Task data start
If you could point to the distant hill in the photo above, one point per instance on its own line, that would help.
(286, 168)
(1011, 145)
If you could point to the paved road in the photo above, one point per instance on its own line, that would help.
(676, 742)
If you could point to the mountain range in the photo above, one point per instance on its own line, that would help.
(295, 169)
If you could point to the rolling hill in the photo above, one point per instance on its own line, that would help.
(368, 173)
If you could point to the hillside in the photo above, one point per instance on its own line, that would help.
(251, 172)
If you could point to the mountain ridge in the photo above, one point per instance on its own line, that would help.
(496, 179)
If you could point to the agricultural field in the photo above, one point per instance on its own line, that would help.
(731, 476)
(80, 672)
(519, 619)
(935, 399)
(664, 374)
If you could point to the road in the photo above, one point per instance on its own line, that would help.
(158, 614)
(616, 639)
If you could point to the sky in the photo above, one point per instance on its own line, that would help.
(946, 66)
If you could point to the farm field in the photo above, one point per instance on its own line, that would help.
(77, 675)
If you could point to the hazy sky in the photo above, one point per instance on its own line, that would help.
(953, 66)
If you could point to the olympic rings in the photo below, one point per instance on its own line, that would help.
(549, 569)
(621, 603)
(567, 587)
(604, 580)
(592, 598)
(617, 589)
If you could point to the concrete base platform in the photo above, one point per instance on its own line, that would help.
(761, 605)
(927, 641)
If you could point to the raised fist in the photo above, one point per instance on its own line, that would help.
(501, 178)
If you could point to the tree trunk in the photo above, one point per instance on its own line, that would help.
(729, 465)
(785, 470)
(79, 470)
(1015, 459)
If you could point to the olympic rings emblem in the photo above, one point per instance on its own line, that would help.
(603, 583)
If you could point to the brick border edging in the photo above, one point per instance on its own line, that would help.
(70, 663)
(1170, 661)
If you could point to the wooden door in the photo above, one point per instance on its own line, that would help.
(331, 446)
Task data end
> **Problem**
The lines to reproduce run from the one that contains "If you could point to the hazy" through the last line above; copy them exactly.

> **Problem solution**
If you could point to the hazy sky in the photo above, one point per instance on its own line, that would help.
(953, 66)
If you could point to the olympic rings in the photo below, one point per instance on its own line, that would help.
(549, 569)
(621, 603)
(567, 587)
(604, 580)
(592, 598)
(617, 589)
If you could point to the concrete base platform in the photo above, one point per instance on its own line, that would help.
(761, 605)
(927, 641)
If you could point to the raised fist in the photo above, one point per instance on its own line, that would help.
(501, 178)
If you could point to the tree trunk in the photo above, one point per instance on its own line, that would help.
(729, 465)
(785, 470)
(79, 470)
(1015, 459)
If you could point to the olympic rings emblem in the photo above, one point per instance on its own line, that would help.
(603, 583)
If you could point to the brick border edging in the photo above, one point per instance on its own line, that would help.
(70, 663)
(1170, 661)
If you could point to the wooden door in the photo above, one point per instance on its own line, that would help.
(331, 446)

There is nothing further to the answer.